TEXT PROVIDED:
'''

Stressful lifestyles and stressful situations cannot cause diabetes, however, they can bring on symptoms in someone who is already headed for diabetes. In people with Type 1 diabetes, the immune system mistakenly attacks its own beta cells of the pancreas. It takes a matter of years or months before this attack on the beta cells eventually causes diabetes. At this time, the number of beta cells are reduced, until the person has very little capability to make insulin.

Stress increases the need for insulin, and in a person who is in the middle of this beta-cell destruction series of events, less insulin is made. The supply of insulin cannot match the demands for insulin under high stress. Thus is the beginning of diabetic symptoms in this scenario.

Stress might also speed up the development of Type 2 diabetes. In people with this disease, the body is not able to use insulin properly and for some, the pancreas fails in its ability to produce enough insulin. In a person headed for Type 2 diabetes, the added demands of stress on the body could jump-start the first symptoms of Type 2 diabetes.

In people who already have diabetes, stress can impact their sugar levels. In people with Type 2 diabetes, mental stress often raises blood sugar, or blood glucose levels. However, in Type 1 diabetes, the effect of stress is variable among individuals. Some people's sugar levels rise, while others' drop. Physical stress, such as illness, or injury to the body raises blood glucose levels in both Type 1 and Type 2 diabetes.

Clearly stress has a physiological impact on diabetes. Acknowledging stress is very important in managing both Type 1 and Type 2 diabetes and to some extent, it has a role in the onset of these diseases.

'''

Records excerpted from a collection
'''

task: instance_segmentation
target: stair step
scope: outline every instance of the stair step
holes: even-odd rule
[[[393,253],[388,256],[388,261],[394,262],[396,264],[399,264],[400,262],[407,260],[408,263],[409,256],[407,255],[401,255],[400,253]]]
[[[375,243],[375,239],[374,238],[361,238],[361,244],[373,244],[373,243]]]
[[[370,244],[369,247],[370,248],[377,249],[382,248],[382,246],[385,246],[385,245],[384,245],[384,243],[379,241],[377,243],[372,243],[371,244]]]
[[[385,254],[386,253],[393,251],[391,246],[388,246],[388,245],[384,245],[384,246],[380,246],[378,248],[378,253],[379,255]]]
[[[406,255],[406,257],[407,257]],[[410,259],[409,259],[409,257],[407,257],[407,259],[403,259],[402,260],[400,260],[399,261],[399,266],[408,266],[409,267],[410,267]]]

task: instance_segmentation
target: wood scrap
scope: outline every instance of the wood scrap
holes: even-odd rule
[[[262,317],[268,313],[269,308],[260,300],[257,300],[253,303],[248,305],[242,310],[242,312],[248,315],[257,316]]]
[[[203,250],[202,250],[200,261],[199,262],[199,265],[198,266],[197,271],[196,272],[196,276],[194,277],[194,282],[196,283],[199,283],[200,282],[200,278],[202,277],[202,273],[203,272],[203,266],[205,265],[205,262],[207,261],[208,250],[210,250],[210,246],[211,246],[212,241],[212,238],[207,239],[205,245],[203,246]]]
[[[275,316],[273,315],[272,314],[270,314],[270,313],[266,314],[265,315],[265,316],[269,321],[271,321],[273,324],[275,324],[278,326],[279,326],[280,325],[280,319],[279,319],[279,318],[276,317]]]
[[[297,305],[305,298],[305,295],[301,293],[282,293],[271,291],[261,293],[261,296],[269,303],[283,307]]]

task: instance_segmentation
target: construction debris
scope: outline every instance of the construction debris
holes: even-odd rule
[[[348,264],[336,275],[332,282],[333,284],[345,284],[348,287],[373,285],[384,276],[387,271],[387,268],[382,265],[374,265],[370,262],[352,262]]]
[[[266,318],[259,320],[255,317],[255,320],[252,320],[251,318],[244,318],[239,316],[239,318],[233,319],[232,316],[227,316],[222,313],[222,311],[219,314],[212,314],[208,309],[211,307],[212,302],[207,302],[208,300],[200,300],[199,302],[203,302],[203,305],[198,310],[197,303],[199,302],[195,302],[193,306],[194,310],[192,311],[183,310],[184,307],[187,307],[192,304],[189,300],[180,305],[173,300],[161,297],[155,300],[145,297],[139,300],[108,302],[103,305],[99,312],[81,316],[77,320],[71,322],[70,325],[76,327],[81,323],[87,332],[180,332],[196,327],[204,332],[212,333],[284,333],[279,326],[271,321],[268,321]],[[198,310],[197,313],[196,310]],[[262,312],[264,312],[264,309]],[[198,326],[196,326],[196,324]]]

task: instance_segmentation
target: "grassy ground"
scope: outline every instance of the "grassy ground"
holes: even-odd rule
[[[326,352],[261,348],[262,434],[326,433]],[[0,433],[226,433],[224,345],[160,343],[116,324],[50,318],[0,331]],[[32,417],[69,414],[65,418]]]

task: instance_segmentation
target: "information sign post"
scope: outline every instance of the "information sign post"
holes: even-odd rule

'''

According to the text on stress and diabetes, why can stress bring on symptoms in a person with Type 1 diabetes whose beta cells are being destroyed? Answer in one to three sentences.

Stress increases the body's need for insulin, but a person in the middle of beta-cell destruction makes less insulin. Under high stress, the insulin supply cannot match the demand, and diabetic symptoms begin.